=== WHAT NEEDS TO BE DONE ===
Render everything from the line containing "If you could spot the black stethoscope" down through the last of the rows below as a Markdown table with the columns Number and Line, numbering each line and leaving out blank lines.

=== SOURCE DATA ===
----
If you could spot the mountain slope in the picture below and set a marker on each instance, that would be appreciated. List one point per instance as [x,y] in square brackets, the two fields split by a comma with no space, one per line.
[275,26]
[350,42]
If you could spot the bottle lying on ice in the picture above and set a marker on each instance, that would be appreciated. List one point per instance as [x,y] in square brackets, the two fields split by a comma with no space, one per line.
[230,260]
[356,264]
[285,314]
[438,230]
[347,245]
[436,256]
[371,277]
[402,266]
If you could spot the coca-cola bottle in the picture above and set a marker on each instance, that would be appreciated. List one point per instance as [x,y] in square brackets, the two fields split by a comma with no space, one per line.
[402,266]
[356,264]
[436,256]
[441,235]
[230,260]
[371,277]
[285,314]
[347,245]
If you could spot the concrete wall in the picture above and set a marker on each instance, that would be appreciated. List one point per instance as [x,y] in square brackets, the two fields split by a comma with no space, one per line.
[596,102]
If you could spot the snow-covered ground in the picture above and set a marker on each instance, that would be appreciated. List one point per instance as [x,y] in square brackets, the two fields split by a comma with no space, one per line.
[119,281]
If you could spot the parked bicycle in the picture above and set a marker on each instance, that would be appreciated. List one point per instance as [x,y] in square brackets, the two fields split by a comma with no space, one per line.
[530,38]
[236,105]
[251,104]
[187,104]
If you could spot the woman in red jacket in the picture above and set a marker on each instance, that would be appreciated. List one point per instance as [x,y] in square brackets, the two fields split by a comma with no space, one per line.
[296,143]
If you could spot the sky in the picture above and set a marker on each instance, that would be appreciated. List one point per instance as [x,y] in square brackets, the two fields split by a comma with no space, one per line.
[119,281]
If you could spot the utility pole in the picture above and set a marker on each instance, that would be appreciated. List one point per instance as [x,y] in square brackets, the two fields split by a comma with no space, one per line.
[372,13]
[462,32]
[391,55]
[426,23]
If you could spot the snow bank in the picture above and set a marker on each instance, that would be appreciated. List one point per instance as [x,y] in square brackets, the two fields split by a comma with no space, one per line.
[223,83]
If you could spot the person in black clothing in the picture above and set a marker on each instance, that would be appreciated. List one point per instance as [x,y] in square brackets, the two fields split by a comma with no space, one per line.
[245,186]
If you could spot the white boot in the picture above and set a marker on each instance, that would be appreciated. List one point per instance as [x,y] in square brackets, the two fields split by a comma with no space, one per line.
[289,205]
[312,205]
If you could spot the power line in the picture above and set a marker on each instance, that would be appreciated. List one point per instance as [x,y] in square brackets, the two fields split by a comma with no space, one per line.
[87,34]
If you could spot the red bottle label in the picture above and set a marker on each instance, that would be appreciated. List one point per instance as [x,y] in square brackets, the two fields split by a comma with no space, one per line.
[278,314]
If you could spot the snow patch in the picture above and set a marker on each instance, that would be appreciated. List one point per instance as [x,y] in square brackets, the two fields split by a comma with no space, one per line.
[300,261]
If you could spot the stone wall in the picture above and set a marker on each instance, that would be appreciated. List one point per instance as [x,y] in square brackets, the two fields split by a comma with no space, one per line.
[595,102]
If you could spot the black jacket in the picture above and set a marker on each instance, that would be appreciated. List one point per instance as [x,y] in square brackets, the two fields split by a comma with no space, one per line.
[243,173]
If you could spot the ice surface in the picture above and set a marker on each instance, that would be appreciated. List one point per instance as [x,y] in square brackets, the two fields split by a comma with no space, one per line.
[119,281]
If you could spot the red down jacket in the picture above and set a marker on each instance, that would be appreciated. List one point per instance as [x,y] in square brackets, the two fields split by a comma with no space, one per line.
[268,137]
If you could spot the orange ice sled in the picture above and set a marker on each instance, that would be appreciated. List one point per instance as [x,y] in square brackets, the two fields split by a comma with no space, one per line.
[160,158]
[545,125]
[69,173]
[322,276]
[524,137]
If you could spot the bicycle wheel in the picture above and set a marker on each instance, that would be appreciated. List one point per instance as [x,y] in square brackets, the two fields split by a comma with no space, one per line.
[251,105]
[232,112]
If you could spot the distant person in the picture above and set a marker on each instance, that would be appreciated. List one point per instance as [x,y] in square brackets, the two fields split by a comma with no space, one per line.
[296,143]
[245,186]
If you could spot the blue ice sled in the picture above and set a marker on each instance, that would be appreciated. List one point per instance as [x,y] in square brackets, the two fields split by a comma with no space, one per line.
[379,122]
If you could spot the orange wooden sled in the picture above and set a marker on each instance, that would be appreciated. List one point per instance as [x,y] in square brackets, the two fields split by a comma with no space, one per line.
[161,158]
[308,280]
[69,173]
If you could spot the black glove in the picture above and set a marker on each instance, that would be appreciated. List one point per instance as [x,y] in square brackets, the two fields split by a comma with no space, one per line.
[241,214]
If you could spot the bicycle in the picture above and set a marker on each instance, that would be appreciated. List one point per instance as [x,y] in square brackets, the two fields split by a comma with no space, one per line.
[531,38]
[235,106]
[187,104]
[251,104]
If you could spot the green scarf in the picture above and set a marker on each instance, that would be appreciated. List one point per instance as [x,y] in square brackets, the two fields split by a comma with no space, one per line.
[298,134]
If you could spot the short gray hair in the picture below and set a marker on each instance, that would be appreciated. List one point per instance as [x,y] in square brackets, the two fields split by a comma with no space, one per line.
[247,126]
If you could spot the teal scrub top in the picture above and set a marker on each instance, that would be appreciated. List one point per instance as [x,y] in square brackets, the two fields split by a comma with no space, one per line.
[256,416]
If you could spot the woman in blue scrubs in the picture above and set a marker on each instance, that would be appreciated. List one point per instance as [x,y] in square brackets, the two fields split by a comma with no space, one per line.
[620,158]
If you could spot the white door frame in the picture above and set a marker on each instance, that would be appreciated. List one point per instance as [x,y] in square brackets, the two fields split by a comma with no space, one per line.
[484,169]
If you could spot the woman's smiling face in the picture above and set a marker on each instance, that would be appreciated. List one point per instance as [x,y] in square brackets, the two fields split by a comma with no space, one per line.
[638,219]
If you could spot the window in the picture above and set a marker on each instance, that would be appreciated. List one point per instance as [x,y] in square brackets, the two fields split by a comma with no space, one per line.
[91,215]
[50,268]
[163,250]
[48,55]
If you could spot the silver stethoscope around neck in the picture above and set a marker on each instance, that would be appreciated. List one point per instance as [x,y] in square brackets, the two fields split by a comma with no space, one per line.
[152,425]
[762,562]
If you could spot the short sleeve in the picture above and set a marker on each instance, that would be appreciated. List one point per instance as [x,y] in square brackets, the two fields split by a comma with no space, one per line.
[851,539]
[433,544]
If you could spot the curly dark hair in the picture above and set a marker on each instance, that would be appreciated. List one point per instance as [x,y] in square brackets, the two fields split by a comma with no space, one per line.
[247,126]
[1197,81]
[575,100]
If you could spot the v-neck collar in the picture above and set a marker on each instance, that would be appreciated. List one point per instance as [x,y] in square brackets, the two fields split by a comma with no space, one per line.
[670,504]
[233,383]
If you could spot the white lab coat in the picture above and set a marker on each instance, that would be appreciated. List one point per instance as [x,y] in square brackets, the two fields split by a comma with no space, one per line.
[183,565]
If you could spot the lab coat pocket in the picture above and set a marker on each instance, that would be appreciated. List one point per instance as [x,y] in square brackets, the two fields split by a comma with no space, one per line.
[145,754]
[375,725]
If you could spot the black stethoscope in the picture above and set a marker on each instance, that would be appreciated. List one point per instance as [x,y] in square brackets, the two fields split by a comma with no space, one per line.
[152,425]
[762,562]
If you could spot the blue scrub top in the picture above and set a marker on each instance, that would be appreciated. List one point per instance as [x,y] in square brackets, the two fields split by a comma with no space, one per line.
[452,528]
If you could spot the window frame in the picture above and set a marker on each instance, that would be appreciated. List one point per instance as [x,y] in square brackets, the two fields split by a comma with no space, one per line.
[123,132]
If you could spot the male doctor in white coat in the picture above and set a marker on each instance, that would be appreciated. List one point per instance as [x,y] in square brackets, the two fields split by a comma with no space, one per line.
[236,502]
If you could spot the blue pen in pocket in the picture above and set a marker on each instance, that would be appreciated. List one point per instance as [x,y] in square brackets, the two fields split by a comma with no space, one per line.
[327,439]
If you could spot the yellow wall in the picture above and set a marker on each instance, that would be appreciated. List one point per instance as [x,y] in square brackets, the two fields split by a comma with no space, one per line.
----
=== SOLUTION TO THIS PROBLEM ===
| Number | Line |
|---|---|
| 1 | If you could spot the black stethoscope in the picture above and set a marker on each instance, that would be appreciated. List one point per instance as [x,y] in square brackets, the two fields split by a comma with no space, one per line. |
| 2 | [152,425] |
| 3 | [762,562] |
| 4 | If you could spot the blue scrub top in the picture above and set a marker on each instance, that would be appreciated. List one point per instance as [x,y] in square brackets, the two fields split by a comma with no space, one per line. |
| 5 | [452,528] |
| 6 | If you could spot the window frame in the picture above and set a marker on each instance, that would be appreciated. List one point per instance as [x,y] in square brackets, the two fields split by a comma with no space, one per line. |
| 7 | [123,132] |
| 8 | If you could spot the male doctor in white coat in the picture above and set a marker on each instance, that would be appreciated. List one point per instance as [x,y] in square brackets, the two fields split by a comma with no space, one per line. |
| 9 | [236,502] |
| 10 | If you could spot the blue pen in pocket in the picture above and set a marker on each instance, that would be appreciated. List one point per instance as [x,y] in square brackets, the two fields split by a comma with no space, one per line. |
| 11 | [327,439] |
| 12 | If you could spot the yellow wall in the picture above and set a marker on each instance, that would be appreciated. List one point per instance as [x,y] in square brackets, the two fields split by a comma with no space, one per line. |